Task instructions >>
Rescale the stretch of the records from the line containing "of peach above? Mark it with a dot." through the end of the records, both ends included. Reproduce every line in that stretch, requests included, and multiply each coordinate in the answers by 0.55, rounding to the nearest whole number with halves rounded up.

+++ Extracted data

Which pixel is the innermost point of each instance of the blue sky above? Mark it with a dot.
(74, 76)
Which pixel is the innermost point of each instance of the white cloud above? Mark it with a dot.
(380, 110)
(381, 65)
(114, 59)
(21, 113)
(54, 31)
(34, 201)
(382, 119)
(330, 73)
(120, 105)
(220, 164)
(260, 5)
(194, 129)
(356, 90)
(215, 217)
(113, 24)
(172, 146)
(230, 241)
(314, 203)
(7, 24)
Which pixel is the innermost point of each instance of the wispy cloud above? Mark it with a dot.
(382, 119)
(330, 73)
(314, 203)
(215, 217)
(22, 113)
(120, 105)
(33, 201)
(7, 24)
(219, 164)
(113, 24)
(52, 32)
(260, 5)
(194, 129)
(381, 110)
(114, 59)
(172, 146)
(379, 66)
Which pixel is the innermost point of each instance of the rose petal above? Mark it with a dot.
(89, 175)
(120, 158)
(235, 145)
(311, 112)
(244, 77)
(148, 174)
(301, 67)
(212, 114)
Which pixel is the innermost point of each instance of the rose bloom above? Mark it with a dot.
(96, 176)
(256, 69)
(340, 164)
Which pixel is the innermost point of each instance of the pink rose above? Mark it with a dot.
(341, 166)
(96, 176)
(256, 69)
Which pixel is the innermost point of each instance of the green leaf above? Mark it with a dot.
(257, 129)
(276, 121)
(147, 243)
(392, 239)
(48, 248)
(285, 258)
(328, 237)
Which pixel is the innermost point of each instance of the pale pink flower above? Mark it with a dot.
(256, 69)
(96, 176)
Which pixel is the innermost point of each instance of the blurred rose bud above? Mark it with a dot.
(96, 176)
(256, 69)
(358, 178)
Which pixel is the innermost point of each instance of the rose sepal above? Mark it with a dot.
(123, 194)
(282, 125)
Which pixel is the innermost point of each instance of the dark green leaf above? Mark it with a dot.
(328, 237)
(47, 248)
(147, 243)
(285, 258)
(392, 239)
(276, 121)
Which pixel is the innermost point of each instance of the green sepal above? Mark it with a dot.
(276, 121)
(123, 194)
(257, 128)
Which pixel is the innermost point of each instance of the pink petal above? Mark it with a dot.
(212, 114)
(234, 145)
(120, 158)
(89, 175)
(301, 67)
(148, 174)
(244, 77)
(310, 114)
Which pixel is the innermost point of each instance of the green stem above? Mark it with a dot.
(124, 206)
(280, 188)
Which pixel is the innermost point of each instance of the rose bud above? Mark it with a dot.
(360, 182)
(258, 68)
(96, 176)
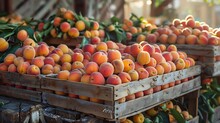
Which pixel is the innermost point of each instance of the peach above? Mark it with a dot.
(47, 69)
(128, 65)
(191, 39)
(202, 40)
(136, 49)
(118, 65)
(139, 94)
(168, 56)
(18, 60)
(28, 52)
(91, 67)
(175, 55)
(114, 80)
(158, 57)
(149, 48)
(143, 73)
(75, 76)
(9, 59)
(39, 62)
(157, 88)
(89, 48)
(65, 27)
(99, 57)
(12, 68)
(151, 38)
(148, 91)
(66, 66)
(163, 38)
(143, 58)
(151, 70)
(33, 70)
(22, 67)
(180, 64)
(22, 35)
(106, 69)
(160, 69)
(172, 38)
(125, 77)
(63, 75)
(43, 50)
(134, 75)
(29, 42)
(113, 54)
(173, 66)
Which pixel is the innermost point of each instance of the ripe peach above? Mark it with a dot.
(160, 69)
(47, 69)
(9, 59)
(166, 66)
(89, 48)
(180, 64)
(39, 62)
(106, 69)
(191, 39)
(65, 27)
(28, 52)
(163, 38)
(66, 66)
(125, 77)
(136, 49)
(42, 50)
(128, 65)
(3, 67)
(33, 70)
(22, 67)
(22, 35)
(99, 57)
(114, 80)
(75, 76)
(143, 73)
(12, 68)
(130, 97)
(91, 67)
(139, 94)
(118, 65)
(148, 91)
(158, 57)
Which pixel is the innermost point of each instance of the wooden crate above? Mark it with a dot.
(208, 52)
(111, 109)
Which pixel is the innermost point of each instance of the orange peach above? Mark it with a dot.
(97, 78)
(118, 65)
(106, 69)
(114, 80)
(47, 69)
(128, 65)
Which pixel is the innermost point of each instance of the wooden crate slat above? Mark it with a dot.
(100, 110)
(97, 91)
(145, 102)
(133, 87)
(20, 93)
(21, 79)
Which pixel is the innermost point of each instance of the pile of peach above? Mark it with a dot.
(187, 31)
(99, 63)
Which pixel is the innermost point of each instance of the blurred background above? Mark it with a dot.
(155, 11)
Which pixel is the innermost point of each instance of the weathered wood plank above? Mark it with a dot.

++++++

Written response >>
Which pixel is the innermost point of each instance of the pile of peach above? Mark it with a dot.
(103, 17)
(54, 35)
Which pixel is the innermost point of each instance of the blurred background above? Mark it with a dot.
(85, 6)
Which pixel is the innermost point of each instance of the weathered wood plank above? Mark it with a dot.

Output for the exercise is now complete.